Filter the data below and copy every line that contains the word "building".

[Begin]

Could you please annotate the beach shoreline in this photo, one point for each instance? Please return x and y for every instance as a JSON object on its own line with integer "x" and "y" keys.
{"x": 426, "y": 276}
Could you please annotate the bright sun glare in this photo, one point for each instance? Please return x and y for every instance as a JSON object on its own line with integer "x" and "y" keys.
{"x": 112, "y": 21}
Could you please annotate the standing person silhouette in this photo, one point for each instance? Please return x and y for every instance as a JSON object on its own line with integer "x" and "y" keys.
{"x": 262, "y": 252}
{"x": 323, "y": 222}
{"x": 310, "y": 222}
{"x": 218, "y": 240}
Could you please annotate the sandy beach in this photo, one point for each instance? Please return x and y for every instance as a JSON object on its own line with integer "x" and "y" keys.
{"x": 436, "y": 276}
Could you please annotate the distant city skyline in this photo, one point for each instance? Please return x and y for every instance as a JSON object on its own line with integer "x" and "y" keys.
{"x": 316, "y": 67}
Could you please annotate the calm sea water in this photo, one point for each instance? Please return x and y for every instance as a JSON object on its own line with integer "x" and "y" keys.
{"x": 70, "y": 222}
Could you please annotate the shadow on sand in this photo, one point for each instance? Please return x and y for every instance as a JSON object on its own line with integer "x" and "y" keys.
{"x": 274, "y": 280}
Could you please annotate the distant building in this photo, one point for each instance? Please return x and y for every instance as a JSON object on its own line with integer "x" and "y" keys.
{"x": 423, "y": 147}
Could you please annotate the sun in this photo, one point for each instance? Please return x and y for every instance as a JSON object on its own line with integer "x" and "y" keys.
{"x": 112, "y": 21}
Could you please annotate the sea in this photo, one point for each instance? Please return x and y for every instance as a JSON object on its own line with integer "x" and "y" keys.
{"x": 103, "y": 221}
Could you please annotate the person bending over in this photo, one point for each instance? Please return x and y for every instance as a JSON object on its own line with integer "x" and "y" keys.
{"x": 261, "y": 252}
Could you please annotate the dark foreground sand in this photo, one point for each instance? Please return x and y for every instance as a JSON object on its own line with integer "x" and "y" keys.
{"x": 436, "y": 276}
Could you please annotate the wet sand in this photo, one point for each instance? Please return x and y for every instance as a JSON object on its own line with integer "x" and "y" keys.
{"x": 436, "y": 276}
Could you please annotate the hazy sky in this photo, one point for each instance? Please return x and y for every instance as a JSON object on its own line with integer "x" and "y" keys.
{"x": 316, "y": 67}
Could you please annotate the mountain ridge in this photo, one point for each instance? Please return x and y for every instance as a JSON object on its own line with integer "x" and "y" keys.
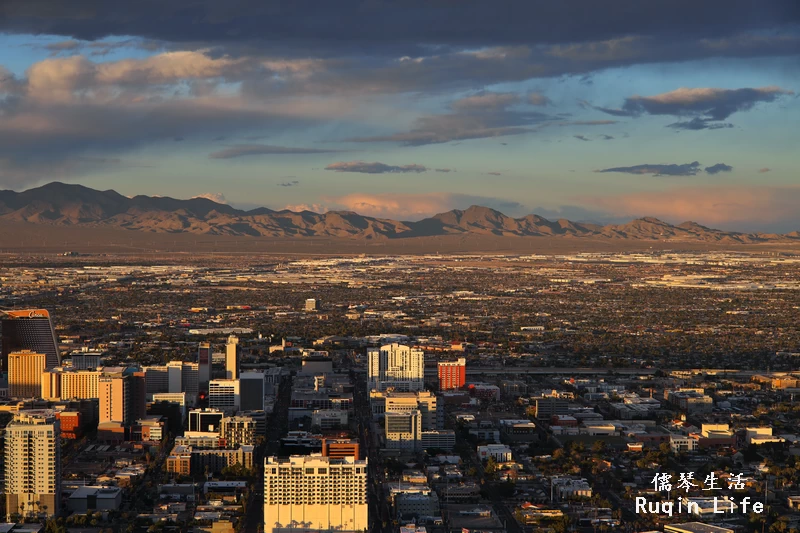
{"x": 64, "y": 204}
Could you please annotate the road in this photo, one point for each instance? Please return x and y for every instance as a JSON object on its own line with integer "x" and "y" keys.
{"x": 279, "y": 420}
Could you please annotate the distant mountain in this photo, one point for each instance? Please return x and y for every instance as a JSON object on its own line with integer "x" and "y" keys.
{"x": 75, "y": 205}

[End]
[Begin]

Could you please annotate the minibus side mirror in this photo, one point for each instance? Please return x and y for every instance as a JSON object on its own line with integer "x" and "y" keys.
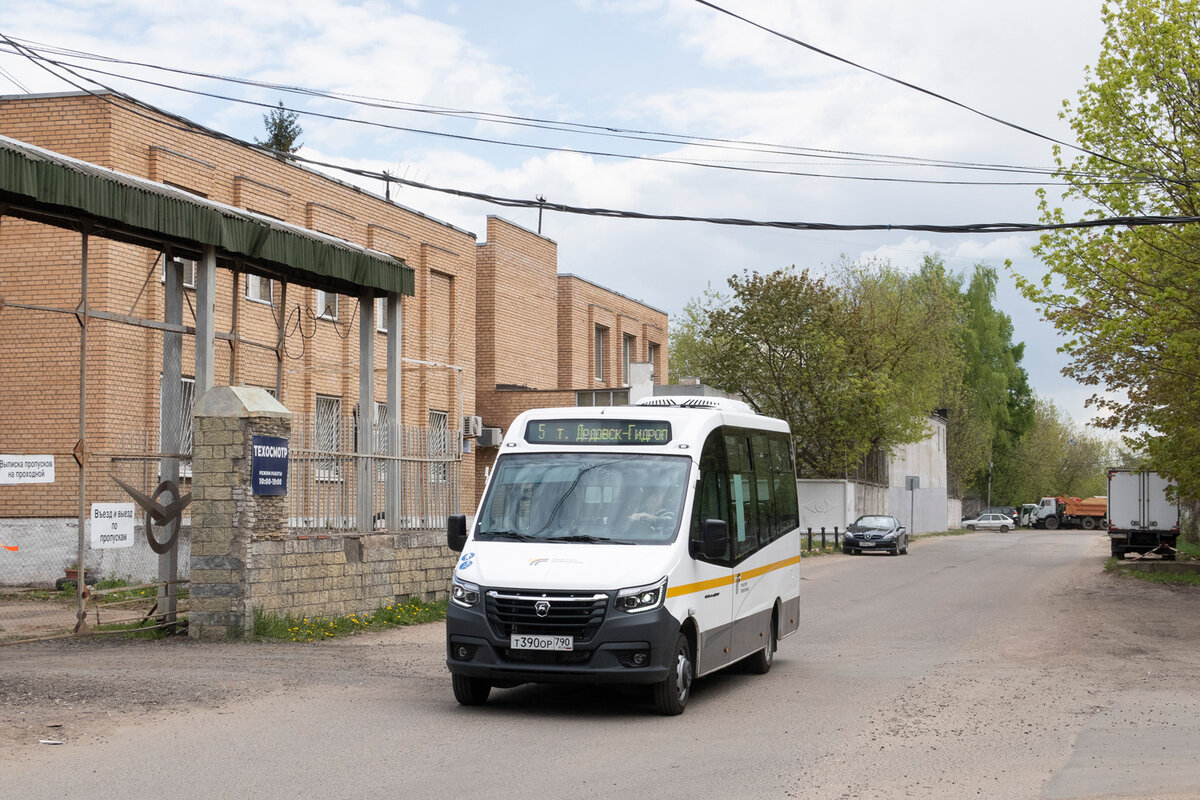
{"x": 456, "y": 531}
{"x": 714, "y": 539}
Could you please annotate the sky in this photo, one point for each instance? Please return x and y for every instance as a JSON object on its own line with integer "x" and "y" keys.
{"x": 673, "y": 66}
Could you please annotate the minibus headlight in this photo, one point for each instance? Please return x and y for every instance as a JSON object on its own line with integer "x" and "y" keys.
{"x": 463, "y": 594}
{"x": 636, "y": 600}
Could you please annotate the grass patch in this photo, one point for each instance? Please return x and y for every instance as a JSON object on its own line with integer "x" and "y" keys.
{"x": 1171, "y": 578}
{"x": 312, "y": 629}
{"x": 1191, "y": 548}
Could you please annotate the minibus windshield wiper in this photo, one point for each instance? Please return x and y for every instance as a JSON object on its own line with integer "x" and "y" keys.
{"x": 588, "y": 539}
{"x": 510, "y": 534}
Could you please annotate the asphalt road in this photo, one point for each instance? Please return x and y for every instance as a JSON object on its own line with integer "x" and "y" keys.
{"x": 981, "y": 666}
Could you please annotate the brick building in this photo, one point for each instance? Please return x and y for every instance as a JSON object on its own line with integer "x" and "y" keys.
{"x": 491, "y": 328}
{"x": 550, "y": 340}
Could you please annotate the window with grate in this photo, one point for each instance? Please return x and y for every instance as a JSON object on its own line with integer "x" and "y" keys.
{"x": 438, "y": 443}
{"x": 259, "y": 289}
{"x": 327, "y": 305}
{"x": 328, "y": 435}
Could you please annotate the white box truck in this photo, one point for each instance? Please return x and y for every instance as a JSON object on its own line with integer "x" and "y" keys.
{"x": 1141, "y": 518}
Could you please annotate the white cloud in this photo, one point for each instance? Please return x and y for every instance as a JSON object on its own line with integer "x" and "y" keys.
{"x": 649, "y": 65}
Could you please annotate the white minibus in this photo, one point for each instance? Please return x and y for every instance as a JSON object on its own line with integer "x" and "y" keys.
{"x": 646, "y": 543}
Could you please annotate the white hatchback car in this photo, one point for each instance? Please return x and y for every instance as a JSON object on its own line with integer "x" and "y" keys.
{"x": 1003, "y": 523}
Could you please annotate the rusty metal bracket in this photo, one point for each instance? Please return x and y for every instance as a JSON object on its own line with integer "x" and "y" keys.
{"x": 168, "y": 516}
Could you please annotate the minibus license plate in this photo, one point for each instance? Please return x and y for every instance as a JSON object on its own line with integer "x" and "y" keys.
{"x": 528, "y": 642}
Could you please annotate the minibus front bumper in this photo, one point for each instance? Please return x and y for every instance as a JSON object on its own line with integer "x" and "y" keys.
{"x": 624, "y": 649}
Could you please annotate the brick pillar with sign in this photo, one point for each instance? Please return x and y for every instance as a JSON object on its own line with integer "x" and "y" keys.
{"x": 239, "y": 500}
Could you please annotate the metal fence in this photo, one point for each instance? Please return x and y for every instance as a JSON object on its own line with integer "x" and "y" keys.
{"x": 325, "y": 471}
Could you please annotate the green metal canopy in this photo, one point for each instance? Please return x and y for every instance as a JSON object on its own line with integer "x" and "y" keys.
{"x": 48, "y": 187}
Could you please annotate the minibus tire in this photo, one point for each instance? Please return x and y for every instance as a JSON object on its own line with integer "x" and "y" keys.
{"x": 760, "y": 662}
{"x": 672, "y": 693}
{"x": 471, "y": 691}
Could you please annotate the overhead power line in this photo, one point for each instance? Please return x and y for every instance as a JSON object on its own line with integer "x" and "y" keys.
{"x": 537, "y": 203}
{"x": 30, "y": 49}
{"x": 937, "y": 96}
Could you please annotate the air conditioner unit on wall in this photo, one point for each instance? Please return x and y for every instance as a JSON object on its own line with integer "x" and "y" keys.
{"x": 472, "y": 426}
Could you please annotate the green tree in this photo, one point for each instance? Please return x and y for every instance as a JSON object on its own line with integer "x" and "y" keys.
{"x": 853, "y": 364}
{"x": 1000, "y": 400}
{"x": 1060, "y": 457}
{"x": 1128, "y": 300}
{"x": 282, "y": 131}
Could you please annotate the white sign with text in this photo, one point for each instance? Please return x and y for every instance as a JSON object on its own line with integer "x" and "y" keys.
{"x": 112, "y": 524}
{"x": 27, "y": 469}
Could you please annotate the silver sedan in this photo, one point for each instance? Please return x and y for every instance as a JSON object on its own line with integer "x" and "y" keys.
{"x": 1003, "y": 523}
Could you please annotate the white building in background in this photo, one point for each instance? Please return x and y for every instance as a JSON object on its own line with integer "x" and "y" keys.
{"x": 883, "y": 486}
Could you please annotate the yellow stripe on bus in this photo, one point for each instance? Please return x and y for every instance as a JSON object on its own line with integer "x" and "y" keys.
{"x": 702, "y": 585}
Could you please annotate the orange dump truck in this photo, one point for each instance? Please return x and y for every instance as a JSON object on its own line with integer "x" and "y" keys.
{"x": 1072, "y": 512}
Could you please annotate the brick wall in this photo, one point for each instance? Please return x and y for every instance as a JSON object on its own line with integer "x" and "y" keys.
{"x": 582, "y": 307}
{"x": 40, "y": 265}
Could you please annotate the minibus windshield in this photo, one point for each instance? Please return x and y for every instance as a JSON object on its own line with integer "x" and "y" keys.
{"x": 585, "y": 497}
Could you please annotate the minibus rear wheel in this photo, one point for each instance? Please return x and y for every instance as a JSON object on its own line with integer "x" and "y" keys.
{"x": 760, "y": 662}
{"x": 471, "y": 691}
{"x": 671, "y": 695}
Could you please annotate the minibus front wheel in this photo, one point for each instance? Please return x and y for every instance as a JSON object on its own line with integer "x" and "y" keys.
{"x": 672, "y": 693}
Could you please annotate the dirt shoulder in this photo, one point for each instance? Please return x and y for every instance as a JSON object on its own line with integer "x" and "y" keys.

[End]

* EXERCISE RESULT:
Could you please annotate the distant building in this photo, one point for each instance? Please return x and y for every instance as a JSON object on its own line with integer "x" and "y" keys.
Could you please annotate the brick building in this photo, one point for each instance? Please return x and y for every instance as a JSON object on its own line with integer "x" and "y" keys.
Could you please annotate the white building in background in this photo, one point for each instance? Please return x and y for every instance as a JSON object on its own line with integer "x" and "y" keys.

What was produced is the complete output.